Some material ▸
==================================================

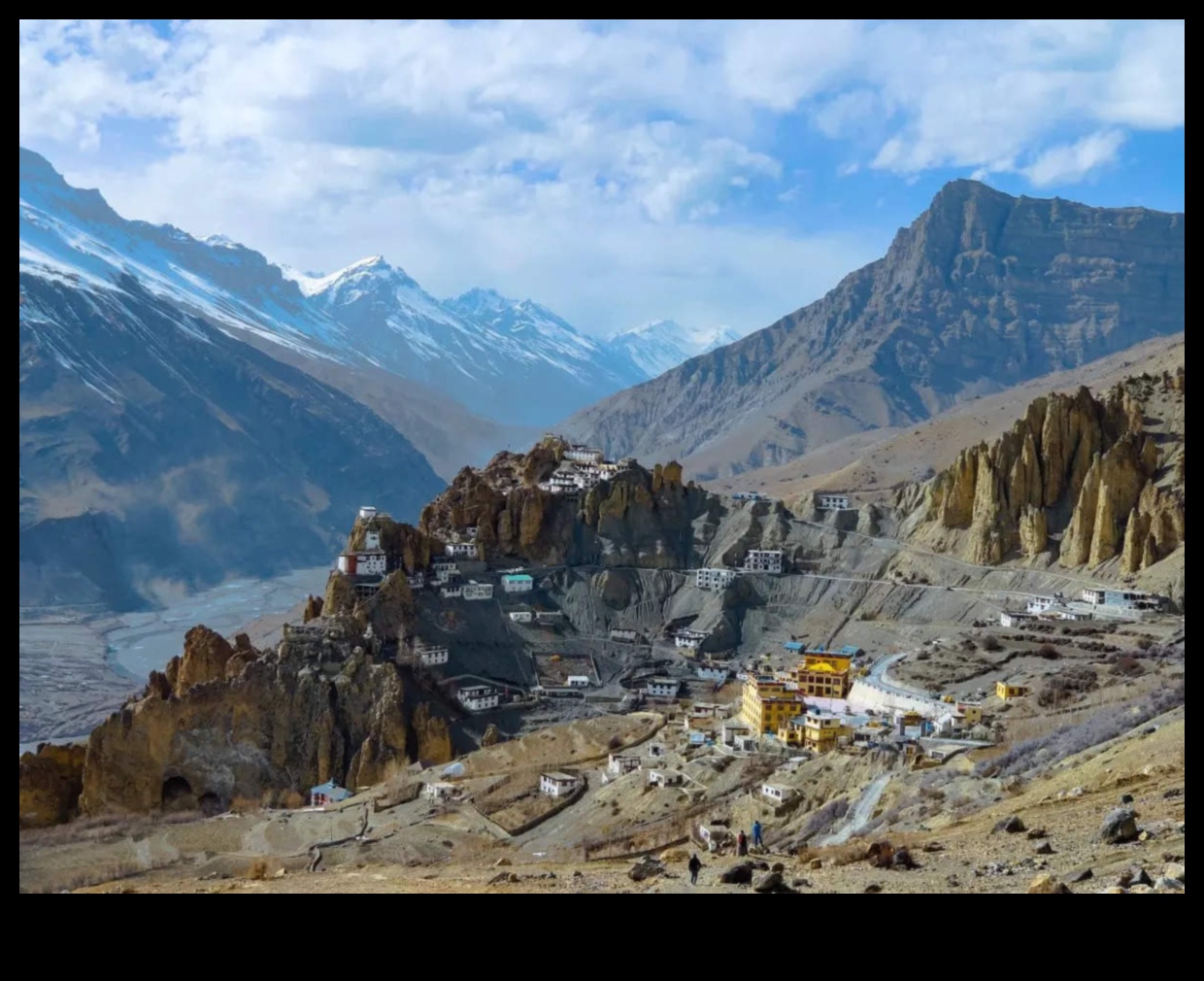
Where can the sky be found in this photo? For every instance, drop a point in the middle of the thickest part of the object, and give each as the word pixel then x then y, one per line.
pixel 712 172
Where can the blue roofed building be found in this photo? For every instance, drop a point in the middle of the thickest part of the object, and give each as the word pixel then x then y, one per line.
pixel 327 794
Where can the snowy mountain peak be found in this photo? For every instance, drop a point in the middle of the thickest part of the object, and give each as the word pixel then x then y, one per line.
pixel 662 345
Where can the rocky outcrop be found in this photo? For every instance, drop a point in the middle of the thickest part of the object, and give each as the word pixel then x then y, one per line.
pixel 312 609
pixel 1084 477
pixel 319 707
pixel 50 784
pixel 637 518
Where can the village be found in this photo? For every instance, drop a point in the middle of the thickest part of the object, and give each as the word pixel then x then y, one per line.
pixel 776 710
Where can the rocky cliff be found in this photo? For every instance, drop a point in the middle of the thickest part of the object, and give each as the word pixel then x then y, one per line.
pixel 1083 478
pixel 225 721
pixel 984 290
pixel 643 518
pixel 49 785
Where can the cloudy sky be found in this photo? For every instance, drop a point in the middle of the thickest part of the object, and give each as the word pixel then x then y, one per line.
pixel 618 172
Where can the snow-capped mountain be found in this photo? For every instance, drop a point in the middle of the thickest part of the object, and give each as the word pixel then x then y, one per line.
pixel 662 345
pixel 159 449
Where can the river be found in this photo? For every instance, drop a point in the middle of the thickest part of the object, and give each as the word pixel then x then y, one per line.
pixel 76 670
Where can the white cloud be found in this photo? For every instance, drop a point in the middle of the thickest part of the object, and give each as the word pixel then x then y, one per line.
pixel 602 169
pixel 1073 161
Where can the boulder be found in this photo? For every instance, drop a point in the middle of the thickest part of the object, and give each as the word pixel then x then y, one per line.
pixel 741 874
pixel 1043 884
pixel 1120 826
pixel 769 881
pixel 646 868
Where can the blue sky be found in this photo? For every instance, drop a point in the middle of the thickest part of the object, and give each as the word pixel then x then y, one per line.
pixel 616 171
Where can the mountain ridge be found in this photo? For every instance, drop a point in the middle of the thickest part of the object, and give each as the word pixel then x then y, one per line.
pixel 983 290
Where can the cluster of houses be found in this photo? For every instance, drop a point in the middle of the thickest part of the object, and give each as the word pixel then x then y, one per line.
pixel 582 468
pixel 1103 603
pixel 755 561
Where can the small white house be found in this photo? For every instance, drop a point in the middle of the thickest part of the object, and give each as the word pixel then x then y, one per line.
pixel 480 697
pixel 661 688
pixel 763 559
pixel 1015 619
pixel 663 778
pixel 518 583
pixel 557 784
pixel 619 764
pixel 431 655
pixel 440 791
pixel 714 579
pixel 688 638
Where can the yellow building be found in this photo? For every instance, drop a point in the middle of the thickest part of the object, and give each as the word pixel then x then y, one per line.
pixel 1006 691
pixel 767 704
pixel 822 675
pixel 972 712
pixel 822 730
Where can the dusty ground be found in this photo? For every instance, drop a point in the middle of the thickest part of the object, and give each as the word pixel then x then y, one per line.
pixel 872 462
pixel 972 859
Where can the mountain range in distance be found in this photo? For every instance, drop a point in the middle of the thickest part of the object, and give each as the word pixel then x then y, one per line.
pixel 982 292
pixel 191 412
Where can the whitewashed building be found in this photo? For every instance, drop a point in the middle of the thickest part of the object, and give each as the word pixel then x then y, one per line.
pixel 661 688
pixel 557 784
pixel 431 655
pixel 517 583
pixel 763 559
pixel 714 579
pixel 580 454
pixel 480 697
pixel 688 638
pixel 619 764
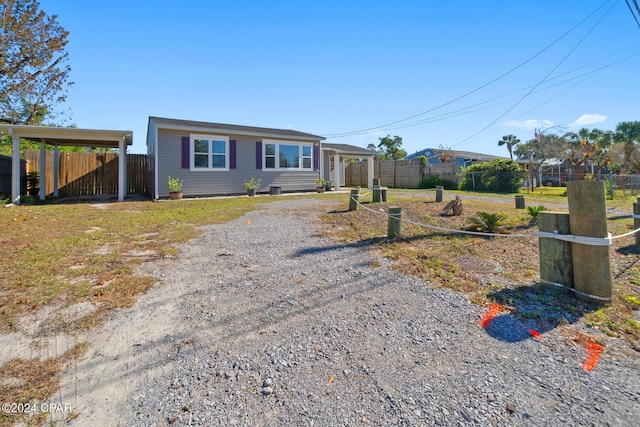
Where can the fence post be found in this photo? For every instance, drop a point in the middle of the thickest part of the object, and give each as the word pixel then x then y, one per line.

==================================================

To do ▸ Write out all of the material above word for word, omitting the pictures.

Result ▸
Where can the sky be found in this photo? For every instance, drop a point in the middle of the thickest part of the object, and give each as the word pixel then x then y, one per line.
pixel 712 172
Where can the blue roofed building be found in this photo? For every instance, drop a point in the middle of the thickest part of the object, and give each as the word pixel then x then y, one per line.
pixel 327 794
Where can the snowy mountain peak be found in this photo? For every instance, drop a point in the middle of the thickest part of the object, and give each as the word pixel then x then y, one per line.
pixel 662 345
Where can the rocky outcrop be found in this photo? For every instance, drop a point in the middle of the thickest part of the object, and give each as the word pixel then x then y, one per line.
pixel 312 609
pixel 1084 477
pixel 319 707
pixel 50 784
pixel 637 518
Where can the village be found in this photo? For every instance, drop a point in the middle of the thickest part of the object, and give each as the word pixel then x then y, one per line.
pixel 776 710
Where can the rocky cliff be found in this photo? For every instance, drop a point in the middle of the thickest part of the object, and give each as the word pixel then x then y, one per line.
pixel 1083 478
pixel 225 721
pixel 984 290
pixel 643 518
pixel 49 785
Where can the cloudy sky be found in this photo? For every instance, drop a point in the middle of the thickest part of the object, and give each as the word pixel then x then y, one per line.
pixel 618 172
Where can the snow-capped mountain be found in this photo? For every instance, drop a point in the middle of the thickest part of the object, and give each as the word pixel then x then y, one per line.
pixel 662 345
pixel 159 449
Where can the river be found in this photo? For every instance, drop a point in the middle of the thickest part of the object, and give each as the word pixel then x then y, one per line.
pixel 76 670
Where can the white cloud be found in this photo? For every instance, drop a point in the middle of the thickest part of the object, and give each as the word pixel then x then y, one per line.
pixel 602 169
pixel 1073 161
Where can the boulder be found in this photo? For every instance, drop a point in the middle of the thickest part of the object, and give each as the word pixel then x then y, one per line.
pixel 741 874
pixel 1043 884
pixel 1120 826
pixel 769 881
pixel 646 868
Where can the blue sky be found in this photo? For every instance, drop a point in the middle of the thickest part of the object, and give each as the word pixel then x then y, one per line.
pixel 616 171
Where can the mountain ridge be found in this photo? For every instance, drop a point in the middle of the thickest part of the object, and give each as the word pixel then x then y, one per line.
pixel 983 290
Where can the cluster of houses be found in this photo? For every instance, drop a point in the middle of the thickest part of the object, and give each as the word pixel then x then y, one per line.
pixel 582 468
pixel 1103 603
pixel 755 561
Where can the small white house be found in this photo? For every instance, drop a point in the middle of the thickest part of the object, and give each as the word pixel then x then y, one per line.
pixel 480 697
pixel 661 688
pixel 763 559
pixel 1015 619
pixel 663 778
pixel 518 583
pixel 557 784
pixel 619 764
pixel 431 655
pixel 440 791
pixel 714 579
pixel 688 638
Where can the yellow building be found in this photo? For every instance, drop a point in the middle of the thickest part of the object, and give each as the word pixel then x then y, one per line.
pixel 1006 691
pixel 767 704
pixel 822 675
pixel 972 712
pixel 822 730
Where can the dusty ground be found in this photo? For every instance, drop a point in the middle of the thickest part of the object, and give each as the word pixel then x then y, one per line.
pixel 872 462
pixel 972 859
Where can the mountain range in distance be found in this photo? For every instance, drop a point in the middle of the thickest part of the object, and give each as the word pixel then x then y, one per line.
pixel 982 292
pixel 191 412
Where can the whitewashed building be found in this photo? For every instance, drop a point in the middle of the thickest part of the object, and give each as the word pixel then x then y, one per line.
pixel 661 688
pixel 557 784
pixel 431 655
pixel 517 583
pixel 763 559
pixel 714 579
pixel 580 454
pixel 480 697
pixel 688 638
pixel 619 764
Where can the fence post be found in this photo? For every instance, drop a point in the middle of the thickest part of the object, and give each as the word pixel then x then y, one per line.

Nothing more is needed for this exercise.